* [What the exercise asks] Please copy out all of the material below word for word, leaving out the pictures.

* [Data entries]
::::
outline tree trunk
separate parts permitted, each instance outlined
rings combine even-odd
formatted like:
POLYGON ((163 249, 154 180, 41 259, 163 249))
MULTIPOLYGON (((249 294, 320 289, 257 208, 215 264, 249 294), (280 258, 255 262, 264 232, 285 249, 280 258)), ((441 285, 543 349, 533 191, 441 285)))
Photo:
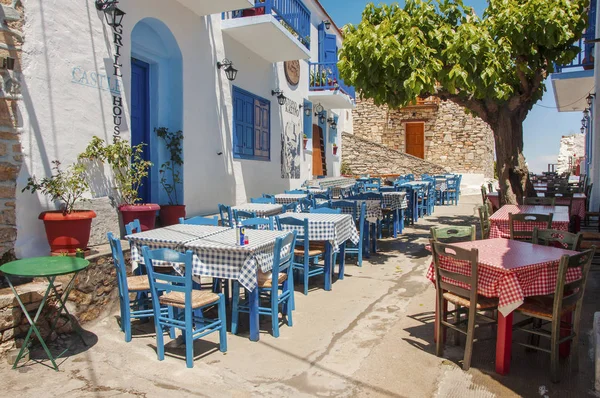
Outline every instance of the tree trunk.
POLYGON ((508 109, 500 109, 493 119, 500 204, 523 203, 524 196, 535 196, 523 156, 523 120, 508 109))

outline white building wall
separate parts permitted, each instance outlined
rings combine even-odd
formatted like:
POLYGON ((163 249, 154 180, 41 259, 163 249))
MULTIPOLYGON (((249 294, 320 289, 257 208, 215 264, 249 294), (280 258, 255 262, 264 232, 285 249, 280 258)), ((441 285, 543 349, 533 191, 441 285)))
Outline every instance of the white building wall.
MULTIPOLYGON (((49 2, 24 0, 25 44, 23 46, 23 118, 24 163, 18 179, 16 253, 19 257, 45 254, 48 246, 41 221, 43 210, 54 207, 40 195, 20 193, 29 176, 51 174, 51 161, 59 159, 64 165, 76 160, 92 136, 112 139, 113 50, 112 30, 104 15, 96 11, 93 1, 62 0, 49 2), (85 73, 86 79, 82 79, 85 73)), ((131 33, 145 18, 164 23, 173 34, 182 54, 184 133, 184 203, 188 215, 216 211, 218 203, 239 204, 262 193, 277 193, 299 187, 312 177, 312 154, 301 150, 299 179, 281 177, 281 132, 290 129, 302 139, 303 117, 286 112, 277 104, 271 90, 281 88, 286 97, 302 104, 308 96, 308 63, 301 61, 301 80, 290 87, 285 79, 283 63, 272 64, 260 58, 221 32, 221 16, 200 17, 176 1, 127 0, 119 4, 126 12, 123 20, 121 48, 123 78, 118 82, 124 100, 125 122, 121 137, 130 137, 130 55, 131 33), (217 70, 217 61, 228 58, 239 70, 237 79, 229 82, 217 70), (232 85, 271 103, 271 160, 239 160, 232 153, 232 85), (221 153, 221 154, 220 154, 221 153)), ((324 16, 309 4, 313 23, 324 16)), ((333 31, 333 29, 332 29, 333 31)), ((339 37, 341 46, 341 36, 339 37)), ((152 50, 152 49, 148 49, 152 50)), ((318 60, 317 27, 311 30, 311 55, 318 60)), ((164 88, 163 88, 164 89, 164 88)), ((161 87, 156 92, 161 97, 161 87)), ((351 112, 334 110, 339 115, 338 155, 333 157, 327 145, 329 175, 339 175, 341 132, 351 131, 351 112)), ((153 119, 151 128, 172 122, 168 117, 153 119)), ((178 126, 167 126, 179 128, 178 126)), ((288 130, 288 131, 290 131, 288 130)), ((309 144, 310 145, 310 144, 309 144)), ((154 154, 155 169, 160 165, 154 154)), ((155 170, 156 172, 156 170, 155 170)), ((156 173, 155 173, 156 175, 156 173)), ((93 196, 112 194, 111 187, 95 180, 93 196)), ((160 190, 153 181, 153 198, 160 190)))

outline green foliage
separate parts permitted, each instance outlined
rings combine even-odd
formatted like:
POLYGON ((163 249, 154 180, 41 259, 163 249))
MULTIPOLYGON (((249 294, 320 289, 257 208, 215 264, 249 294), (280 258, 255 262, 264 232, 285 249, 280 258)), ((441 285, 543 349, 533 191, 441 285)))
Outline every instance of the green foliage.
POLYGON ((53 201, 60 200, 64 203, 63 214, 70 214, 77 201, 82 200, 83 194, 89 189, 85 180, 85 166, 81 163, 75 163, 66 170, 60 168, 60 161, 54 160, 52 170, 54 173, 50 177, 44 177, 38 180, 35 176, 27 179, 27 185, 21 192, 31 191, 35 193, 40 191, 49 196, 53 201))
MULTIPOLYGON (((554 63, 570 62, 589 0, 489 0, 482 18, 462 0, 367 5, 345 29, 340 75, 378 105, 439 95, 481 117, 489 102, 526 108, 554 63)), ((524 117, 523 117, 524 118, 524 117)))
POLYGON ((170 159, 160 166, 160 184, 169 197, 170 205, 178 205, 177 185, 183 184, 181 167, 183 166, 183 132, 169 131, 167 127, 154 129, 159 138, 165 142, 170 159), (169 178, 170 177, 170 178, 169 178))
::::
* [Task output]
outline tree trunk
separate parts permitted, each instance outlined
rings combine even-odd
formatted like:
POLYGON ((163 249, 154 180, 41 259, 163 249))
MULTIPOLYGON (((249 294, 320 289, 257 208, 215 264, 249 294), (280 258, 255 262, 264 232, 285 249, 280 258)), ((441 285, 543 349, 533 191, 441 285)))
Photo:
Outline every instance of the tree trunk.
POLYGON ((508 109, 500 109, 493 119, 500 204, 523 203, 524 196, 535 196, 523 156, 523 120, 508 109))

outline white building wall
separate parts permitted, each instance outlined
rings combine even-odd
formatted like:
POLYGON ((163 249, 154 180, 41 259, 163 249))
MULTIPOLYGON (((249 294, 320 289, 257 208, 215 264, 249 294), (280 258, 255 262, 264 232, 285 249, 280 258)), ((441 285, 543 349, 533 191, 441 285)))
Outline every instance of the white building wall.
MULTIPOLYGON (((49 2, 24 0, 25 44, 23 46, 23 118, 24 163, 18 179, 16 253, 19 257, 45 254, 48 246, 41 221, 43 210, 54 207, 40 195, 20 193, 29 176, 51 174, 51 161, 59 159, 64 165, 76 160, 92 136, 112 139, 113 50, 112 30, 104 15, 96 11, 93 1, 62 0, 49 2), (85 73, 86 79, 82 79, 85 73)), ((131 33, 145 18, 164 23, 173 34, 182 54, 184 133, 184 203, 188 215, 216 211, 218 203, 239 204, 262 193, 277 193, 299 187, 312 177, 312 154, 301 150, 299 179, 281 177, 281 132, 290 129, 302 139, 303 117, 286 112, 277 104, 271 90, 281 88, 286 97, 302 104, 308 96, 308 63, 301 61, 301 80, 290 87, 285 79, 283 63, 272 64, 260 58, 221 32, 221 16, 200 17, 176 1, 127 0, 119 4, 126 12, 123 20, 121 48, 123 78, 118 82, 124 100, 125 122, 121 137, 130 137, 130 55, 131 33), (217 70, 217 61, 228 58, 239 70, 237 79, 229 82, 217 70), (232 85, 271 103, 271 160, 239 160, 232 153, 232 85), (221 153, 221 154, 220 154, 221 153)), ((324 16, 309 4, 313 23, 324 16)), ((333 31, 333 29, 332 29, 333 31)), ((339 37, 341 46, 341 36, 339 37)), ((152 50, 152 49, 148 49, 152 50)), ((318 60, 317 27, 311 30, 311 55, 318 60)), ((164 88, 163 88, 164 89, 164 88)), ((161 87, 156 92, 161 97, 161 87)), ((351 112, 334 110, 339 115, 338 155, 333 157, 327 145, 329 175, 339 175, 341 132, 351 131, 351 112)), ((153 119, 151 128, 172 122, 168 117, 153 119)), ((178 126, 167 126, 179 128, 178 126)), ((288 130, 288 131, 290 131, 288 130)), ((309 144, 310 145, 310 144, 309 144)), ((154 154, 155 169, 160 165, 154 154)), ((155 170, 156 172, 156 170, 155 170)), ((156 173, 155 173, 156 175, 156 173)), ((93 196, 112 194, 111 187, 95 180, 93 196)), ((160 190, 153 181, 153 198, 160 190)))

outline green foliage
separate parts permitted, each instance outlined
rings combine even-odd
formatted like:
POLYGON ((163 249, 154 180, 41 259, 163 249))
MULTIPOLYGON (((249 294, 320 289, 257 208, 215 264, 249 294), (280 258, 255 262, 264 232, 285 249, 280 258)), ((441 285, 543 349, 533 191, 441 285)))
Outline every instance of the green foliage.
POLYGON ((53 201, 60 200, 64 203, 63 214, 70 214, 77 201, 82 200, 83 194, 89 189, 85 180, 85 166, 81 163, 75 163, 66 170, 60 168, 60 161, 54 160, 52 170, 54 173, 50 177, 44 177, 38 180, 35 176, 27 179, 27 185, 21 192, 31 191, 35 193, 40 191, 49 196, 53 201))
MULTIPOLYGON (((554 63, 570 62, 589 0, 489 0, 482 18, 462 0, 367 5, 345 29, 340 75, 378 105, 439 95, 481 117, 489 102, 526 108, 554 63)), ((524 117, 523 117, 524 118, 524 117)))
POLYGON ((170 159, 160 166, 160 184, 169 197, 170 205, 178 205, 177 185, 183 184, 181 167, 183 166, 183 132, 169 131, 167 127, 154 129, 159 138, 165 142, 170 159), (169 178, 170 177, 170 178, 169 178))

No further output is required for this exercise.